Durante os meses de Agosto e Setembro/2021, fiz milhares de quilómetros por estradas. Percorri Cabinda de sul a norte, fiz Luanda-Soyo-Luanda, Luanda-Cuito-Luanda e Luanda- Quibala-Luanda, fora o roteiro Luanda-Huambo-Chipindo-Longonjo-Menongue-Cuchi-Lubango-Benguela- Sumbe-Luanda, feito em Maio.

Notei que os acidentes com camiões, sobretudo os articulados, e alguns ligeiros também acontecem mais ali onde a estrada está degradada. Na ida e regresso do Cuito vi dois pesados capotados à entrada de Calomboloca, só para citar um de vários exemplos que se acham a mãos de semear.
À propósito da relação entre qualidade das rodovias versus acidentes ou capotamentos de camiões carregados, Moh Canhanga escreveu que "se a estrada tivesse sido reparada não teríamos a 'novela' do arroz em Benguela". Elogiei o jovem, que espreitou para fora de caixa e viu que havia mais árvores naquela "floresta" de debates, para além dos jovens fotografados em flagrante posse do produto transportado pelo camião acidentado.

------------------------------------------------------------

Objetivo da tarefa — Reproduza na íntegra o texto sobre as viagens por estrada e os acidentes com camiões. Os itens provêm de uma fonte diferente da do texto.

Informação fornecida —

------------------------------------------------------------

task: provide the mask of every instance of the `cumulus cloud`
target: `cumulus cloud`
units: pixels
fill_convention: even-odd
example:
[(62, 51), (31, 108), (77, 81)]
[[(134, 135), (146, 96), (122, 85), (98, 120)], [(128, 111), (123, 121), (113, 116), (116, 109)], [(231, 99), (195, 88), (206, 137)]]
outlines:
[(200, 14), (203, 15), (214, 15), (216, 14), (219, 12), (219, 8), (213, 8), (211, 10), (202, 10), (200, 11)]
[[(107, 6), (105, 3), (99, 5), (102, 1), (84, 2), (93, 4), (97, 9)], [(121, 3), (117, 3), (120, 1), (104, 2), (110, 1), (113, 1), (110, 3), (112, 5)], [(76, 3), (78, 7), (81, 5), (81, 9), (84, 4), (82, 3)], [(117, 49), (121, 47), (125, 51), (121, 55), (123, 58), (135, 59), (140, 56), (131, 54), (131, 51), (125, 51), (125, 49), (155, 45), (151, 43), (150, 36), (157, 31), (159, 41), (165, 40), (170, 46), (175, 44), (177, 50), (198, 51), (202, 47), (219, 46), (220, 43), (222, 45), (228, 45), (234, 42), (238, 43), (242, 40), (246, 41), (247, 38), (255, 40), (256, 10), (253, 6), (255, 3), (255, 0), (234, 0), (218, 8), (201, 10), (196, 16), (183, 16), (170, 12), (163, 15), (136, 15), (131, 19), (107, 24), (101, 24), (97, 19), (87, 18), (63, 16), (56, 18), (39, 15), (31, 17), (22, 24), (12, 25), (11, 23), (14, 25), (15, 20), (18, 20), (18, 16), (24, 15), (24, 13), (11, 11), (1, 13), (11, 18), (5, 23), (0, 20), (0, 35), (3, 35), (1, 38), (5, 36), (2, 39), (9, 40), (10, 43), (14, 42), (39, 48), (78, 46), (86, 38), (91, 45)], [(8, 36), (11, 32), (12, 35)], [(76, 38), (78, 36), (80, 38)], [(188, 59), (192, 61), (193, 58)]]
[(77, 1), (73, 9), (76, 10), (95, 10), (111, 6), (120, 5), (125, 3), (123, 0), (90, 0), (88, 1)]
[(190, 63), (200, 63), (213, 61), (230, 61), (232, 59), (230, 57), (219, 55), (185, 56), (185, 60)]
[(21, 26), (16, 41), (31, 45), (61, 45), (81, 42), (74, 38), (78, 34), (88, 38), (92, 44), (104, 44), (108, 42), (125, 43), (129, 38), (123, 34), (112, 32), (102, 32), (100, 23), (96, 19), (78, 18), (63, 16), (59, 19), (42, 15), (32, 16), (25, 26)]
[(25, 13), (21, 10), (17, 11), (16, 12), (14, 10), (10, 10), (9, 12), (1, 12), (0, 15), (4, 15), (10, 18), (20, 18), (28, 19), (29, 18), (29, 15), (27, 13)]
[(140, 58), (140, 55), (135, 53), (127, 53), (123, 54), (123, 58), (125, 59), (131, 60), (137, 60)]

------------------------------------------------------------

Resposta escrita —
Durante os meses de Agosto e Setembro/2021, fiz milhares de quilómetros por estradas. Percorri Cabinda de sul a norte, fiz Luanda-Soyo-Luanda, Luanda-Cuito-Luanda e Luanda- Quibala-Luanda, fora o roteiro Luanda-Huambo-Chipindo-Longonjo-Menongue-Cuchi-Lubango-Benguela- Sumbe-Luanda, feito em Maio.

Notei que os acidentes com camiões, sobretudo os articulados, e alguns ligeiros também acontecem mais ali onde a estrada está degradada. Na ida e regresso do Cuito vi dois pesados capotados à entrada de Calomboloca, só para citar um de vários exemplos que se acham a mãos de semear.
À propósito da relação entre qualidade das rodovias versus acidentes ou capotamentos de camiões carregados, Moh Canhanga escreveu que "se a estrada tivesse sido reparada não teríamos a 'novela' do arroz em Benguela". Elogiei o jovem, que espreitou para fora de caixa e viu que havia mais árvores naquela "floresta" de debates, para além dos jovens fotografados em flagrante posse do produto transportado pelo camião acidentado.